**Exercise description**
Where a line of the entries below includes the string "window", count it. Give only the resulting number.

(Dataset excerpts)
....
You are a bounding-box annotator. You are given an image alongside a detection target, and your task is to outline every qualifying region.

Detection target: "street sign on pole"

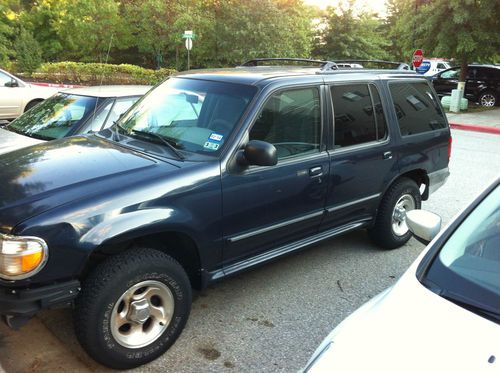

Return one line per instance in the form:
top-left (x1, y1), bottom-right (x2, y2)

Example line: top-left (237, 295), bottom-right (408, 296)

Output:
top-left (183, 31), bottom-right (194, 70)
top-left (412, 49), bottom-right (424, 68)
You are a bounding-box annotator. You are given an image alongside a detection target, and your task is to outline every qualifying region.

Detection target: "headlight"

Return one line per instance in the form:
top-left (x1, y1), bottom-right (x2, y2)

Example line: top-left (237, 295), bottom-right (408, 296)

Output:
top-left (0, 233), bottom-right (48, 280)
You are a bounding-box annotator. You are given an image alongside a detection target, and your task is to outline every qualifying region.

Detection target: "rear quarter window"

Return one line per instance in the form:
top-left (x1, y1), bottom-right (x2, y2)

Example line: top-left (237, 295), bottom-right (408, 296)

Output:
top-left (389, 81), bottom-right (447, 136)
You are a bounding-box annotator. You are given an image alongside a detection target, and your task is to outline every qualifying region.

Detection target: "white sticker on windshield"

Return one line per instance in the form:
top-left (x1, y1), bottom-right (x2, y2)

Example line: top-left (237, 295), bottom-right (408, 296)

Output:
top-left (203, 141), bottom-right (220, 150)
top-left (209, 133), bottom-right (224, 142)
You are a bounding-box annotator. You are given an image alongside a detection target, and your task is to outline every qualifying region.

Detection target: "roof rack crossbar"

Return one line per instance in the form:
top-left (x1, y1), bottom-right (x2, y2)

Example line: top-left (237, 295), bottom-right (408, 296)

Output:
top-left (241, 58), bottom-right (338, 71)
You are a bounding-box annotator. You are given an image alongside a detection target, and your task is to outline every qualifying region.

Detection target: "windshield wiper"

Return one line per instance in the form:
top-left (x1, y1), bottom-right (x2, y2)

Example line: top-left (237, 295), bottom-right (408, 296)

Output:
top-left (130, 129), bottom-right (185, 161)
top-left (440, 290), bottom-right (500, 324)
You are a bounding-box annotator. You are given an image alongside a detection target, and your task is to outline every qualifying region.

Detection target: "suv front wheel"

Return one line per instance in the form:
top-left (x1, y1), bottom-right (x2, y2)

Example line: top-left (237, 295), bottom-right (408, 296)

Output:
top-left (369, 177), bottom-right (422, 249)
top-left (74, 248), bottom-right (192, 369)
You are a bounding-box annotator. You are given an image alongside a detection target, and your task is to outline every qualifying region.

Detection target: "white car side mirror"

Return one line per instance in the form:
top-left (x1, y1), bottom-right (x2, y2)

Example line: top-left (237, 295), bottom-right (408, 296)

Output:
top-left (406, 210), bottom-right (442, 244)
....
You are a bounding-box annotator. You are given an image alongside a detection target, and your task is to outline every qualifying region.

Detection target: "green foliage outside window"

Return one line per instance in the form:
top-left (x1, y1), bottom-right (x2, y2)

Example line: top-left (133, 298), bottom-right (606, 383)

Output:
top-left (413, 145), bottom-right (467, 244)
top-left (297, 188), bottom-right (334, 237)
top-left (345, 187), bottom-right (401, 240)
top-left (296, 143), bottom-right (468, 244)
....
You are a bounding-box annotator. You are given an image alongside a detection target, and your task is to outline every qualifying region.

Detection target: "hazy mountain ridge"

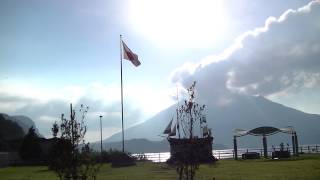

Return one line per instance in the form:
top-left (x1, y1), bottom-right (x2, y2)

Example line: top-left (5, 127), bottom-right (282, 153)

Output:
....
**Answer area**
2